-- CHALLENGES --
#1 Copy the passage from the Alexander Schreiner text word for word, starting with "Alexander Schreiner Spent" and going on through "Notre Dame Cathedral.".
#2 Continue the piece on Alexander Schreiner's career as a Tabernacle organist from the point where it stops.

Alexander Schreiner Spent more than 50 Years as a Tabernacle Organist—Here Are Nine Facts about Him

For more than 50 years Alexander Schreiner played the organ at the Salt Lake Tabernacle. He performed daily recitals, supported the Choir during broadcasts, and toured the world showcasing his talent. Below are nine facts about his marvelous career:

He was headed toward a career as an electrical engineer before a member of the First Presidency of the Church influenced him to pursue music.

At age eight he was called to be the pianist for his Sunday School, sacrament meeting, choir practice, and other gatherings of his local congregation.

Not only did he study under noted Tabernacle organist John J. McClellan, but he also studied in Paris at the famous Notre Dame Cathedral.

His talents were so famous that he was frequently invited to inaugurate new organs. He even toured the country eventually performing in at least 44 states in the United States.

He earned his first Ph.D. in 1954. In January 1974 he earned his third doctoral degree, an honorary Doctor of Fine Arts, from Utah State University.

-- PROVIDED RECORDS --
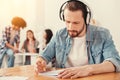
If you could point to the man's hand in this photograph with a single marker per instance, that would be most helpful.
(75, 72)
(15, 50)
(40, 65)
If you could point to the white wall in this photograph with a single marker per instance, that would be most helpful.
(105, 12)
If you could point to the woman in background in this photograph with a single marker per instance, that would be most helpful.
(30, 45)
(47, 35)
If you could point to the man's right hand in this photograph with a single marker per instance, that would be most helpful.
(40, 65)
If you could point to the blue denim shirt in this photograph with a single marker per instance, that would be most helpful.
(100, 47)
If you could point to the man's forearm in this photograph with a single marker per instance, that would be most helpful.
(9, 46)
(104, 67)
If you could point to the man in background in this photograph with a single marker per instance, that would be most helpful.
(9, 43)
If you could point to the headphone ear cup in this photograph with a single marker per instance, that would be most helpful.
(63, 17)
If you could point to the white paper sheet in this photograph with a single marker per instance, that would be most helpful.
(51, 73)
(13, 78)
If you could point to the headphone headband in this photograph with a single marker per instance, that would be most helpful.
(83, 7)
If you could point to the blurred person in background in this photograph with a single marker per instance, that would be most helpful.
(9, 43)
(30, 45)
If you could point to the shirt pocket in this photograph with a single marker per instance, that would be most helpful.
(98, 56)
(59, 53)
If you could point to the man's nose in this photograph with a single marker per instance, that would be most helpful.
(70, 26)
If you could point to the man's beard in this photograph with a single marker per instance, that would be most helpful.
(76, 32)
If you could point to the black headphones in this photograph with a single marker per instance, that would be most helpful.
(81, 6)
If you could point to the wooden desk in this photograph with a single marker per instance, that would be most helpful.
(28, 71)
(32, 56)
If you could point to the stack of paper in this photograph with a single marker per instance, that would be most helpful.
(13, 78)
(51, 73)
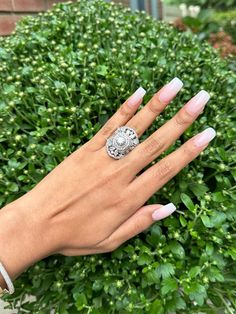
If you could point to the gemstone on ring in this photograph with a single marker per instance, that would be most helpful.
(121, 142)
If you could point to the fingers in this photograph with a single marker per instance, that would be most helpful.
(141, 220)
(161, 139)
(138, 222)
(143, 118)
(150, 181)
(123, 114)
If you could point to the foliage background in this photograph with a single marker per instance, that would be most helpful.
(216, 4)
(62, 75)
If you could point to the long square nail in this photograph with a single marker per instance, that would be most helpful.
(169, 91)
(136, 97)
(197, 103)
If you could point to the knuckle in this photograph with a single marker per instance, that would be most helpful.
(153, 145)
(107, 129)
(125, 110)
(154, 105)
(164, 169)
(182, 118)
(138, 225)
(189, 150)
(109, 244)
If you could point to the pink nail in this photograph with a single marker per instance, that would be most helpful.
(204, 137)
(168, 92)
(136, 97)
(197, 103)
(164, 211)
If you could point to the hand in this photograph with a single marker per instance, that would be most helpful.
(91, 203)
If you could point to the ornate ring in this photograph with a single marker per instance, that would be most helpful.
(121, 142)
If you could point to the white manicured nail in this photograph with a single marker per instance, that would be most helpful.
(204, 137)
(136, 97)
(168, 92)
(197, 103)
(163, 212)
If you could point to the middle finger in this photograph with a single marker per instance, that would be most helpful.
(161, 139)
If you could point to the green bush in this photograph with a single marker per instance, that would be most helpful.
(227, 20)
(63, 74)
(210, 4)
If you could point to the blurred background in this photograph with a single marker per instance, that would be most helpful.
(211, 20)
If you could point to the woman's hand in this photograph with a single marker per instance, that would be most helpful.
(91, 203)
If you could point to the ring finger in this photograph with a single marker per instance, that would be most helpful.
(141, 121)
(161, 139)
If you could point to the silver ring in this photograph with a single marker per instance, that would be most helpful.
(121, 142)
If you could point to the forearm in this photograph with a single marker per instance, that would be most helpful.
(23, 239)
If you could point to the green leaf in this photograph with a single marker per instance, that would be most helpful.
(165, 270)
(81, 301)
(182, 220)
(187, 201)
(177, 249)
(102, 70)
(194, 271)
(144, 259)
(206, 221)
(198, 189)
(169, 285)
(156, 307)
(13, 187)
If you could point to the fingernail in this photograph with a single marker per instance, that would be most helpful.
(164, 211)
(168, 92)
(204, 137)
(198, 102)
(136, 97)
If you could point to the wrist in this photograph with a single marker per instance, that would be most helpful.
(24, 238)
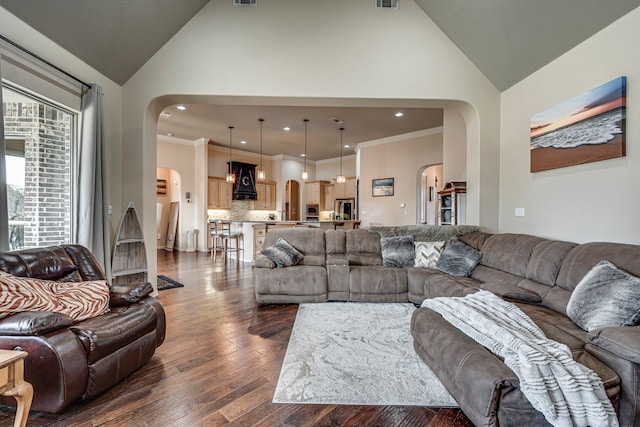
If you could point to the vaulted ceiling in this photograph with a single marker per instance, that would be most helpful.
(506, 39)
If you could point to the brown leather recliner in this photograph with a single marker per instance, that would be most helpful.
(79, 360)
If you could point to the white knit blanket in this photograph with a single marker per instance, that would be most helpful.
(566, 392)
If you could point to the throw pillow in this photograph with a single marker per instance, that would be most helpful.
(397, 251)
(606, 296)
(79, 300)
(428, 253)
(283, 254)
(458, 259)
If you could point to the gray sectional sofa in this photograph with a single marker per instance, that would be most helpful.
(538, 275)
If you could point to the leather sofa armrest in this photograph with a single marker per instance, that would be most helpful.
(263, 262)
(623, 341)
(30, 323)
(128, 293)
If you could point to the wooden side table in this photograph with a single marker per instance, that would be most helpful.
(12, 383)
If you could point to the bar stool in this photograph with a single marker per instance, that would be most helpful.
(228, 232)
(216, 230)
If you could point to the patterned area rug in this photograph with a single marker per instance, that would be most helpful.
(165, 282)
(356, 354)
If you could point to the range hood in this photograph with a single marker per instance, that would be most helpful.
(245, 185)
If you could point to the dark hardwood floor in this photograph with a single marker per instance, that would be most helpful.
(220, 364)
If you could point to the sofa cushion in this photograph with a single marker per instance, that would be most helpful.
(377, 284)
(458, 259)
(546, 260)
(80, 300)
(363, 247)
(427, 253)
(583, 257)
(509, 252)
(606, 296)
(104, 335)
(309, 241)
(397, 251)
(283, 254)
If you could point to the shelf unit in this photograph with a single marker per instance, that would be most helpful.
(452, 204)
(129, 255)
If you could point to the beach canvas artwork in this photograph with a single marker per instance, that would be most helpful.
(587, 128)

-- RESULTS FOR THE EXERCISE --
#1
Alexander Schreiner Spent more than 50 Years as a Tabernacle Organist—Here Are Nine Facts about Him

For more than 50 years Alexander Schreiner played the organ at the Salt Lake Tabernacle. He performed daily recitals, supported the Choir during broadcasts, and toured the world showcasing his talent. Below are nine facts about his marvelous career:

He was headed toward a career as an electrical engineer before a member of the First Presidency of the Church influenced him to pursue music.

At age eight he was called to be the pianist for his Sunday School, sacrament meeting, choir practice, and other gatherings of his local congregation.

Not only did he study under noted Tabernacle organist John J. McClellan, but he also studied in Paris at the famous Notre Dame Cathedral.

#2
He composed the music for nine hymns in the current LDS hymnbook: “Truth Eternal,” “Lead Me into Life Eternal,” “Thy Spirit, Lord, Has Stirred Our Souls,” “While of These Emblems We Partake,” “God Loved Us, So He Sent His Son,” “In Memory of the Crucified,” “Lord, Accept into thy Kingdom,” “Behold Thy Sons and Daughters Lord,” and “Holy Temples on Mount Zion.”

When preparing for a concert he would memorize a page of music each day. He once said, “To play from memory lifts you off the ground and into the wide blue sky. The musical expression takes over.”

The First Presidency of the Church issued the statement below after his death in 1987:

We are saddened by the passing of Alexander Schreiner, who served the Church as Tabernacle organist for more than half of his long life. He contributed to the Church through thousands of organ recitals and several decades of performing with the Mormon Tabernacle Choir. His artistry was widely recognized in music circles, and his compositions for the organ are used by church organists throughout the world. We express our sympathy to his family members and know they will be comforted in the knowledge that his long and productive life has left behind a legacy which will continue to lift and bless those who love beautiful music.